→ Excerpted text
“You don’t understand me at all!”
The door slammed shut, and I leaned against it in defeat. This wasn’t the first time a discussion with my teenage daughter about her messy room escalated into chaos. After moving from New York City to our house upstate due to COVID-19, our previously close relationship started to fray. Conversations felt awkward on good days and explosive on worse ones. At one point, she isolated herself in her room for 12 hours straight, and I had to use a screwdriver to check on her while she slept. We may have escaped the city’s turmoil, but it was clear we had created our own storm at home. For the first time, I felt completely lost.
Internally, we all carry the childlike beliefs we formed growing up. Mine was that I was never good enough as I was. A single disapproving glance from my father could send me into a spiral of shame. I learned to meet his expectations, but in doing so, I lost sight of my own needs. It wasn’t until years later that I realized the importance of being truly known—by myself and by others.

→ Data
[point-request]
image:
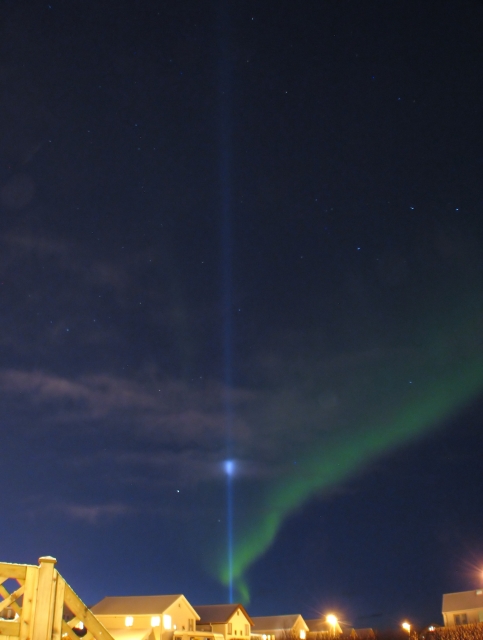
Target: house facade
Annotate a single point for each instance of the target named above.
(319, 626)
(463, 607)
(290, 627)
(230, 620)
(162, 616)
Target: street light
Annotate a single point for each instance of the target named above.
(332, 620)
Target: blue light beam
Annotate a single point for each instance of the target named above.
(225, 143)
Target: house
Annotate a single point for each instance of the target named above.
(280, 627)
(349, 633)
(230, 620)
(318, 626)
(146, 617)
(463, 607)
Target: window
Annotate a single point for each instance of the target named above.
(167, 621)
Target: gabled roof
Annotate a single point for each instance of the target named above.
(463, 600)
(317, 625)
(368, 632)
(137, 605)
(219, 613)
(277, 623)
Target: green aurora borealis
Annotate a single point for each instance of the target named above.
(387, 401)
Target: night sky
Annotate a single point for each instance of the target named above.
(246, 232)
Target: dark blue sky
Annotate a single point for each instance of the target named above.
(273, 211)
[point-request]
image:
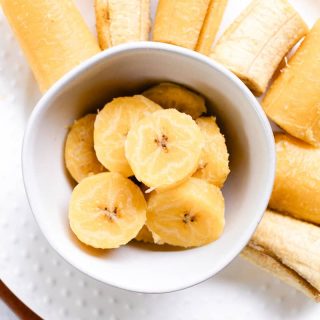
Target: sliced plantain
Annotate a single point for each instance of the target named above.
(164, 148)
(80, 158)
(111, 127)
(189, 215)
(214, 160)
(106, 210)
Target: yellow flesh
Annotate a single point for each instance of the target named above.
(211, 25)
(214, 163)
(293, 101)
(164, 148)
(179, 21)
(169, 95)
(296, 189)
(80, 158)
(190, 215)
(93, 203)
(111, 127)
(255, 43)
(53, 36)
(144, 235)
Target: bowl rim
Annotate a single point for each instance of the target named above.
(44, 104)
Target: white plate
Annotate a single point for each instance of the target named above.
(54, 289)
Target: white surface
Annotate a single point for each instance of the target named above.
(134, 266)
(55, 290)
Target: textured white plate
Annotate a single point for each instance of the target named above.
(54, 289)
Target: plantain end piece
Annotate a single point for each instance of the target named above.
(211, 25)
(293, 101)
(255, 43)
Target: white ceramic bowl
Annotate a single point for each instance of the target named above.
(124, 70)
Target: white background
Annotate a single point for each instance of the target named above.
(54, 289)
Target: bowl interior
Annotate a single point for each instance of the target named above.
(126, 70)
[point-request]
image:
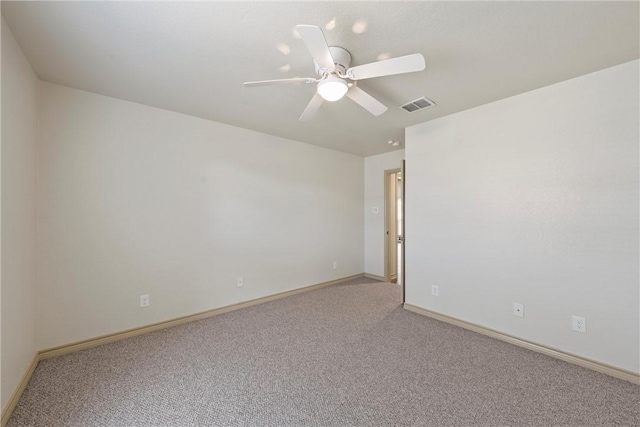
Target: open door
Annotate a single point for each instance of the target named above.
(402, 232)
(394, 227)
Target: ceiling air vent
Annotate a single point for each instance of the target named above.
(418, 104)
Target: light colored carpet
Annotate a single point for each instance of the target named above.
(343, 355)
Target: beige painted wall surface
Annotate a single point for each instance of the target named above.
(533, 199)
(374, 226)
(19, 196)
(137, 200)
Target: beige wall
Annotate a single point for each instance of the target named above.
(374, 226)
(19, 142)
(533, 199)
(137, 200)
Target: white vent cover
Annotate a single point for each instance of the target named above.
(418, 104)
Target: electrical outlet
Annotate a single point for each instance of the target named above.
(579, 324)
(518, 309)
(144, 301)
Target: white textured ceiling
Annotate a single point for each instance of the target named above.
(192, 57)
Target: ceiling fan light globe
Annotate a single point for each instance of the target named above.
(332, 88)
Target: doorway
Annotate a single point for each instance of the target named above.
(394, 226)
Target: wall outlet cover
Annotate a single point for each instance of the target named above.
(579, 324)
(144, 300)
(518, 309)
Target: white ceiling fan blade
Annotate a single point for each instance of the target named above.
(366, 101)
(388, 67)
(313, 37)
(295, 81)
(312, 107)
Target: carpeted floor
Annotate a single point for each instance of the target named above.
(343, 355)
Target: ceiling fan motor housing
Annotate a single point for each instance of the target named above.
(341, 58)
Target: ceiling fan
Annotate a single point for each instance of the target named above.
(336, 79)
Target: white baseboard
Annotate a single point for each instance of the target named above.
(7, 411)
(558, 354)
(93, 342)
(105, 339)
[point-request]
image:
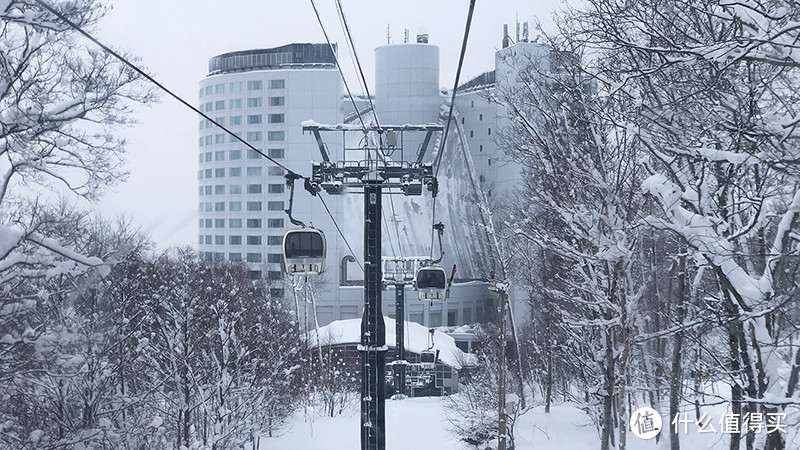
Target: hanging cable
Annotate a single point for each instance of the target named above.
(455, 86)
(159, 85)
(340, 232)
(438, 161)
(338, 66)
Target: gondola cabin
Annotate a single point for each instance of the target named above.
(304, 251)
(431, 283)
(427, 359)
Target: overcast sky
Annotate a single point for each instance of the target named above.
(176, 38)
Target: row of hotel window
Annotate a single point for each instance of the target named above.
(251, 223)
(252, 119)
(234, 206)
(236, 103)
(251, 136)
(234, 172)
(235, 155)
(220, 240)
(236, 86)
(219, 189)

→ Prompt 1
Answer each question from the parenting essay, one line per answer, marked (a), (b), and (c).
(a) From which city did the family move to their house upstate?
(b) For how long did the daughter once isolate herself in her room?
(c) What childlike belief did the writer form growing up?
→ Prompt 2
Go on with the parenting essay, starting after its last sentence.
The items above come from a separate source and are unrelated to the parenting essay.

→ Your response 1
(a) New York City
(b) 12 hours straight
(c) That the writer was never good enough as they were

→ Your response 2
In contrast, my journey as a parent with my first daughter was effortless. I was committed to prioritizing her needs, and our bond flourished as a result. We were that picture-perfect mother-daughter duo—sharing laughter in grocery stores, reveling in inside jokes, and planning adventures like waking up at dawn to visit a Gilmore Girls pop-up café. I learned TikTok dances for her and hosted countless sleepovers. For a long time, she even wanted me to sing her to sleep.
However, during our yearly trips to Burma, a friendship blossomed between her and a former political prisoner I knew. One day, he surprised me by saying, “She might not always want to come here.” It struck me for the first time that she might choose her own path, perhaps leaving behind the trips that had meant so much to us.
Her frustration boiled over one day when I suggested she change her study spot from her darkened bed to a desk. “You don’t get it! You never have!” she yelled, knowing those words would cut deep.
One day, after she finally left her room, we stumbled upon a swan gracefully gliding across a lake. I mentioned its beauty, only to be met with her sharp retort. “Swans? Seriously? You think I want to look at a swan? You are so clueless.” She stormed ahead, and back at home, we found ourselves at an impasse. “Where do we go from here?” I asked, realizing she had no answer. Clad in an oversized Harry Styles sweatshirt, she shot me a look filled with disdain before slamming her bedroom door. This wasn’t just typical teenage angst; it was a manifestation of deeper struggles exacerbated by the pandemic.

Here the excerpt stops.